##### DATA RECORDS

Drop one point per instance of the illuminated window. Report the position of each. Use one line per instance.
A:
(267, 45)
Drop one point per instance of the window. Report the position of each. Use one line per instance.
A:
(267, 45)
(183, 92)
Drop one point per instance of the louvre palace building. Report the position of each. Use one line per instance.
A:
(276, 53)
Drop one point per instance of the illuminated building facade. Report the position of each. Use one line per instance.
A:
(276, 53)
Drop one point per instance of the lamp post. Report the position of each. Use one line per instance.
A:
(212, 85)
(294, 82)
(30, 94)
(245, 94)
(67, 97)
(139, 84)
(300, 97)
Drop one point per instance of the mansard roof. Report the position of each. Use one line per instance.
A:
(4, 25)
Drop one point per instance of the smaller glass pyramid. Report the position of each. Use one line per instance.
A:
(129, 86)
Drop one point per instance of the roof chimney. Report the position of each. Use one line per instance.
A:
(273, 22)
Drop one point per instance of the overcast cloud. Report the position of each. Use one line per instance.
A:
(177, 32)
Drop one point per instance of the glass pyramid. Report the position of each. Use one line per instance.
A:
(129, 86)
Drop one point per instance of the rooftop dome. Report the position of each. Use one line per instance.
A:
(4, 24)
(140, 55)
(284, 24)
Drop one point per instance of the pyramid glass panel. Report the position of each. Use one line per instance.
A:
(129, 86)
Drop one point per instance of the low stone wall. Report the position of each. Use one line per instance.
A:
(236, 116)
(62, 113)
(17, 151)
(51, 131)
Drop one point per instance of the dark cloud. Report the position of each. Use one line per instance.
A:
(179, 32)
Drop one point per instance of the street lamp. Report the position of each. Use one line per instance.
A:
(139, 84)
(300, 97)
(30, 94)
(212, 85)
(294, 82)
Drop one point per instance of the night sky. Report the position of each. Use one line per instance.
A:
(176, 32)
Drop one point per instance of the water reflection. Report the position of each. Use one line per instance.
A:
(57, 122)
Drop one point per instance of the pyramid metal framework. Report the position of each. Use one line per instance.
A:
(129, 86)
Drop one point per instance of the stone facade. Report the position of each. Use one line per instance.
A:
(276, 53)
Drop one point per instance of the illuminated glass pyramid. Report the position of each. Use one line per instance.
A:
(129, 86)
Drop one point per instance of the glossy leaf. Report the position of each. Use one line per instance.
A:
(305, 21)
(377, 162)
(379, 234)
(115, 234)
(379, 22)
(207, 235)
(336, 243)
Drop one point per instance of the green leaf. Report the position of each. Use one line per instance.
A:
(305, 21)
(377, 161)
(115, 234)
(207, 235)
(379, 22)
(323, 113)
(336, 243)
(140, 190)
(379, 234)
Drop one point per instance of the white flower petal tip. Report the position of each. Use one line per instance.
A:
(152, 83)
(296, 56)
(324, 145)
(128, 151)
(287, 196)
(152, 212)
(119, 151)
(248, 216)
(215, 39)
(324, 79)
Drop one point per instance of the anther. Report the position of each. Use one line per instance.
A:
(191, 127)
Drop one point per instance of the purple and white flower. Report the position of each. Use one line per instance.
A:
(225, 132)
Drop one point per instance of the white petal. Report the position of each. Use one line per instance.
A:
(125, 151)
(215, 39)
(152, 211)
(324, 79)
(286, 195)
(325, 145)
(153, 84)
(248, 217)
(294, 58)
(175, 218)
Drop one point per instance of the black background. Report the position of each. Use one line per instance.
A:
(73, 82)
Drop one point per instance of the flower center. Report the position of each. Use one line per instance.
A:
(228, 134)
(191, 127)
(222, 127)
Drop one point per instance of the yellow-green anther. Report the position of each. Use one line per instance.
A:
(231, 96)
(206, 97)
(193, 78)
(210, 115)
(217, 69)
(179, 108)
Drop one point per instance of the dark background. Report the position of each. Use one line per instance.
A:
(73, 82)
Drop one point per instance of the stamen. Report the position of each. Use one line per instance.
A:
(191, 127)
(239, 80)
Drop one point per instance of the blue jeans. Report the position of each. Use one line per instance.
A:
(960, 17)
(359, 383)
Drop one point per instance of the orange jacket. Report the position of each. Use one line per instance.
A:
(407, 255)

##########
##### DATA RECORDS

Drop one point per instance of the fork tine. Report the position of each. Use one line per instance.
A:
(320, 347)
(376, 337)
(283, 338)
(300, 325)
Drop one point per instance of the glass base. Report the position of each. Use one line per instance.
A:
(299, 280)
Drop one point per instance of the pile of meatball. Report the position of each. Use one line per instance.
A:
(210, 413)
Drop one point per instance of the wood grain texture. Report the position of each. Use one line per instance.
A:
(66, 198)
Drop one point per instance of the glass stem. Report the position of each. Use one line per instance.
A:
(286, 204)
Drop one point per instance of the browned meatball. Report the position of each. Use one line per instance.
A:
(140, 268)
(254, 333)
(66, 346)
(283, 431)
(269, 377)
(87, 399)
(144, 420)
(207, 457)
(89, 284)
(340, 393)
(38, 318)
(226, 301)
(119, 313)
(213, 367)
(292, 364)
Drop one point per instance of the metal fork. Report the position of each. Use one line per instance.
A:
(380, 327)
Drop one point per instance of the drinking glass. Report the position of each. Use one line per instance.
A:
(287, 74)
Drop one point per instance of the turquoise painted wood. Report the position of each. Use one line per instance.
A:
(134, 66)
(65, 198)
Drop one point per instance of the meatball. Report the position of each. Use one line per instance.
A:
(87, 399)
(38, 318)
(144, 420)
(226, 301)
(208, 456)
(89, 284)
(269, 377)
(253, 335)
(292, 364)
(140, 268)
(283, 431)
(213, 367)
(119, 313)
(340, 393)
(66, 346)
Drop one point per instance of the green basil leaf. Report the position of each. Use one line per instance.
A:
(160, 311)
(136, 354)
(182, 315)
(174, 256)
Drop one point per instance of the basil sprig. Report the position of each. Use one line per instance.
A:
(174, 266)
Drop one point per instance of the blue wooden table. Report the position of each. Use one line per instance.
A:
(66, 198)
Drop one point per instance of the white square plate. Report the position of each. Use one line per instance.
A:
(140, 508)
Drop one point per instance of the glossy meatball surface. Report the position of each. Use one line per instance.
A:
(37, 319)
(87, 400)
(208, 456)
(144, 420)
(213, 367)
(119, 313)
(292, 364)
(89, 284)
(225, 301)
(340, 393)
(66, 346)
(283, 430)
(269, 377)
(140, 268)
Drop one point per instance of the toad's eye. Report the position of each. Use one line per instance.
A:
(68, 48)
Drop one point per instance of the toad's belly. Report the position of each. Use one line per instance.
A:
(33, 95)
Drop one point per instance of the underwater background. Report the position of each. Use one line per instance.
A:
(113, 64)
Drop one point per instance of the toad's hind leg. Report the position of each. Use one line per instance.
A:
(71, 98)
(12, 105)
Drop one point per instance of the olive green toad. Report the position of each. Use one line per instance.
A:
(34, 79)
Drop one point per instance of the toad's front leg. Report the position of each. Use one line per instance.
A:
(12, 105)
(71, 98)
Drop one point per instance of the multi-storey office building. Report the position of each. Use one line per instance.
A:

##########

# THE REQUEST
Please gather each line of the material above that contains the word "lamp", and copy those lines in full.

# SOLUTION
Drop one point per instance of the lamp post. Report the position of each. Use one line per instance.
Drop one point per instance of the street lamp. Report the position of each. Use one line per instance.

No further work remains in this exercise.